* [To do]: Every line from the one containing "of the snow-capped" through the last line below should be reproduced exactly; please include nothing else.

[Referring expression pointing data]
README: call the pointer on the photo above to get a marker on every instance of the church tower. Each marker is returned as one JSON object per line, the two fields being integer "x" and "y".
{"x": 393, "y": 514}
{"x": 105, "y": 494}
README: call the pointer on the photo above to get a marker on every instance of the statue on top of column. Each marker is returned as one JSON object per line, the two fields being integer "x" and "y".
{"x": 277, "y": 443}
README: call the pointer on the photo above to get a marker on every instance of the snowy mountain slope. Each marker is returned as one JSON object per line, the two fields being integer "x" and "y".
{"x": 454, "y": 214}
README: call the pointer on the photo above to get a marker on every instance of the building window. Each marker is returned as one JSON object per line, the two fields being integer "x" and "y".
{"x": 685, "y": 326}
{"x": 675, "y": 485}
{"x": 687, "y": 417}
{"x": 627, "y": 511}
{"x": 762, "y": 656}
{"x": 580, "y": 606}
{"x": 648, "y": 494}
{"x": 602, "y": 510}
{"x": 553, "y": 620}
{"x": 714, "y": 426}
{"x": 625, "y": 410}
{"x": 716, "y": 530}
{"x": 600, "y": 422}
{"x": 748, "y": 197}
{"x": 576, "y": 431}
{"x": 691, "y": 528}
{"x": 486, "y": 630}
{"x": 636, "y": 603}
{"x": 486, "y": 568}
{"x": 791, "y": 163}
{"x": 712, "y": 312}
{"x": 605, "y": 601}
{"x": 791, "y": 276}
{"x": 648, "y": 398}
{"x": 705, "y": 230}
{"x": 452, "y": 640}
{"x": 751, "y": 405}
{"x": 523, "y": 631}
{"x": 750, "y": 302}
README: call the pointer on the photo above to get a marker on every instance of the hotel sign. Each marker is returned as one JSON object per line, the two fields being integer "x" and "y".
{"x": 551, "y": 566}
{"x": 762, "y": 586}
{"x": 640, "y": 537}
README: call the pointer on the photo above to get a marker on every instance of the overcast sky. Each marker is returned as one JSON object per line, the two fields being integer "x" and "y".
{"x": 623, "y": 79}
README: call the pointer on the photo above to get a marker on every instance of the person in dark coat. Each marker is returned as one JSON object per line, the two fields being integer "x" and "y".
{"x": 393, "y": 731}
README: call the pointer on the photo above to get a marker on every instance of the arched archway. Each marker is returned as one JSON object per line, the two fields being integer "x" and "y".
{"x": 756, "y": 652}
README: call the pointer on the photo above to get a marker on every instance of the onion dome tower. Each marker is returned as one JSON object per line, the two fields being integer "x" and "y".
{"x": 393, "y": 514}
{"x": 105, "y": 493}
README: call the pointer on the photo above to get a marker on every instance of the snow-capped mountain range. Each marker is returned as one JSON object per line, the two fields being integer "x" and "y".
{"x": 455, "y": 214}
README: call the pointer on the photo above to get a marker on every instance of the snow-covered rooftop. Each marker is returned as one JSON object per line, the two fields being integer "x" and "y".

* [Exercise output]:
README: call the pointer on the photo above to get a marker on every instance of the snow-capped mountain range. Each marker is returned as one JSON object per line, the two fields being integer "x" and "y".
{"x": 455, "y": 214}
README: call the pointer on the photo above to get a marker on every instance of the snow-covered rooftop. Each marker is returned as one JSON object per line, the two fields being integer "x" and "y".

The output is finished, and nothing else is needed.